_Your goal_
Rewrite the data below, swapping "marker" for "point" everywhere and changing nothing else.

_Data provided_
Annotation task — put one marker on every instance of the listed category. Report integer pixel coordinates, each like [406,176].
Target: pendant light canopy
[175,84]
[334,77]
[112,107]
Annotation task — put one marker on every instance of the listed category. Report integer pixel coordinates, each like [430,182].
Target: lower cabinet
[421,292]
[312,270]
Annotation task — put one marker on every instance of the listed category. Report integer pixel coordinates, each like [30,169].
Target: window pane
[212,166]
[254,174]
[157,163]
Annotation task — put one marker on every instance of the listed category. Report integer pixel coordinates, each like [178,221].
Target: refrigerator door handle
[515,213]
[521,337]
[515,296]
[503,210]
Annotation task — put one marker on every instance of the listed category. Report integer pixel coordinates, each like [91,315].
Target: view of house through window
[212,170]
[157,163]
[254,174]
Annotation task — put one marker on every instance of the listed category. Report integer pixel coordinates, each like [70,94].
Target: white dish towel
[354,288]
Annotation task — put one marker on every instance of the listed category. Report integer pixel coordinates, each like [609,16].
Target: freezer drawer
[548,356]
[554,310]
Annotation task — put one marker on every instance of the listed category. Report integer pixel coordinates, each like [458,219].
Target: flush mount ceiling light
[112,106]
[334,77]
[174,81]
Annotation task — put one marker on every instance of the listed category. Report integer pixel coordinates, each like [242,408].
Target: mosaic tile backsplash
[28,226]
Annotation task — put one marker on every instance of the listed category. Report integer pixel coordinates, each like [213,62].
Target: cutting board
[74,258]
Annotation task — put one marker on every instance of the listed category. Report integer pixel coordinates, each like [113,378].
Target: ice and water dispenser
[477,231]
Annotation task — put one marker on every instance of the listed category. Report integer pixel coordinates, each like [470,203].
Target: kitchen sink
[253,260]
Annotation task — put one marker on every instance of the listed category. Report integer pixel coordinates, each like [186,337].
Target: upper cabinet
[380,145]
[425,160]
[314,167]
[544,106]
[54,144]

_Full response_
Annotation task — put one point on every instance of the listed category. Report integer pixel coordinates, each like [406,176].
Target: pendant light canopy
[175,84]
[334,77]
[112,107]
Annotation task — put one point on every instance of the listed category. Report integer pixel coordinates, each like [430,182].
Target: lower cabinet
[421,292]
[312,270]
Annotation task — put one point on every instance of the listed category. Report integer pixel coordinates, each like [30,169].
Target: window pane
[212,166]
[254,174]
[157,163]
Annotation task — put one point on every instance of the listed category. Report integer pixel coordinates, each like [178,221].
Target: refrigerator door handle
[515,213]
[521,337]
[515,296]
[503,210]
Annotation task — put one point on every instance of the listed category. Report integer pixel coordinates, each like [91,315].
Target: view of house through window
[212,170]
[157,163]
[254,174]
Annotation task — put one point on every instance of the listed category. Report integer pixel coordinates, each like [70,94].
Target: white dish towel
[354,288]
Annotation task — put one point on every instance of the listed category. Report integer pixel coordinates, each like [609,16].
Target: freezer drawer
[548,356]
[554,310]
Annotation task — put one point on every instance of the listed category. Report integer pixel coordinates, each like [458,219].
Target: flush mount ceiling light
[112,106]
[334,77]
[174,81]
Annotation task — put one point on every instance of the listed category. Report integer pixel coordinates, each like [242,408].
Target: mosaic tile backsplash
[28,226]
Annotation task — put one point on every instance of the listed category. Report integer pixel coordinates, each like [213,62].
Target: cutting board
[74,258]
Annotation task — put one point on every instance of the listed category. Report integer pixel coordinates, each like [113,378].
Target: ice and water dispenser
[477,231]
Annotation task — put one point on every instance of the listed category. Report integer pixel coordinates, each like [470,203].
Target: kitchen sink
[253,260]
Annotation task — put one point on every instance of the listed category. Report integer pixel coordinates, each like [186,337].
Target: upper cabinet
[380,145]
[425,160]
[314,167]
[544,106]
[54,144]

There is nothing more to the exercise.